=== Supplied records ===

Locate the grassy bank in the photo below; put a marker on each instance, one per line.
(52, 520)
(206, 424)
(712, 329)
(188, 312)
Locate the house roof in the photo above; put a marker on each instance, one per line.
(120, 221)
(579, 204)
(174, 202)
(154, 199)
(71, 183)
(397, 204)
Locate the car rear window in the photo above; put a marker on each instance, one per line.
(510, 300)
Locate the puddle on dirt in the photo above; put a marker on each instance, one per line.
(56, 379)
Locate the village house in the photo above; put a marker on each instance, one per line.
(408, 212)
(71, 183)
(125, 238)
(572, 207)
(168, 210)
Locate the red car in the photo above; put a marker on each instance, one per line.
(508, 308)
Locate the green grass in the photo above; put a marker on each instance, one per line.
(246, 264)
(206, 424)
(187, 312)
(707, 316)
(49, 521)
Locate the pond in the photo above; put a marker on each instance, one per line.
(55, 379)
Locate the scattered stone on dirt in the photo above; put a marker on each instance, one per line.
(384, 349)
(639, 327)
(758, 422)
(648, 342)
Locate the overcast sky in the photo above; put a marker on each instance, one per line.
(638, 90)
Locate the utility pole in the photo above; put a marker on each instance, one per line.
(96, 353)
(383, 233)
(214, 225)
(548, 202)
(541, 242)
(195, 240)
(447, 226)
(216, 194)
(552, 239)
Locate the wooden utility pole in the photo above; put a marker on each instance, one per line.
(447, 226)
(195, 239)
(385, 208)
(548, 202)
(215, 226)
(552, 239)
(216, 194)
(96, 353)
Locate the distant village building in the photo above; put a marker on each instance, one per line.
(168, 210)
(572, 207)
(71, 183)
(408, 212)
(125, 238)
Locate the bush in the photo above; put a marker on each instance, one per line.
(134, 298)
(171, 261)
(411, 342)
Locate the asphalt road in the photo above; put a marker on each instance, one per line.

===

* Task instructions *
Rewrite every line of the items above as a single numbered list, omitting any blank lines.

* Output of the task *
1. Locate the grassy bank in the photo below; put a marker on each instance, one per line.
2. (52, 520)
3. (206, 424)
4. (712, 329)
5. (188, 312)
6. Locate the house roof in the photo above; put a marker on each instance, one per line.
7. (120, 221)
8. (579, 204)
9. (174, 202)
10. (154, 199)
11. (71, 183)
12. (397, 204)
13. Locate the car rear window in the photo above; put a marker on each instance, one per line.
14. (510, 300)
15. Locate the puddle on dirt in the photo above; put a marker on each instance, one per line.
16. (56, 379)
17. Locate the village house in the photo above; put a marker on each instance, one per line.
18. (408, 212)
19. (71, 183)
20. (125, 238)
21. (572, 207)
22. (168, 210)
23. Locate the red car in the photo above; put a marker on each instance, one per line.
24. (508, 308)
25. Locate the green grass in the photo above; put a marker on each instance, one per line.
26. (246, 264)
27. (206, 424)
28. (187, 312)
29. (707, 316)
30. (49, 521)
31. Locate the pond in the photo above; put a marker on each instance, one per line.
32. (55, 379)
33. Locate the scattered stone on dirt in the photo above; put a marker on each instance, one per line.
34. (384, 349)
35. (639, 327)
36. (758, 422)
37. (648, 342)
38. Locate the overcast sky in the photo above; put a marker on each instance, one per line.
39. (638, 90)
40. Locate the utility pole in the photo above; put a marker on each instance, one per line.
41. (96, 353)
42. (383, 233)
43. (214, 225)
44. (548, 202)
45. (541, 242)
46. (195, 240)
47. (447, 226)
48. (216, 194)
49. (552, 239)
50. Locate the wooden utility pole in the photo above; put a marker on each instance, one per line.
51. (447, 226)
52. (195, 239)
53. (385, 208)
54. (548, 202)
55. (215, 226)
56. (552, 239)
57. (216, 194)
58. (96, 353)
59. Locate the distant village building in the photo above; put a marker on each instance, one per line.
60. (168, 210)
61. (572, 207)
62. (71, 183)
63. (408, 212)
64. (125, 238)
65. Locate the bush in the photo above; put a marker on each instance, one per line.
66. (134, 298)
67. (171, 261)
68. (411, 342)
69. Locate the asphalt road in the photo above; put a marker on each instance, one per line.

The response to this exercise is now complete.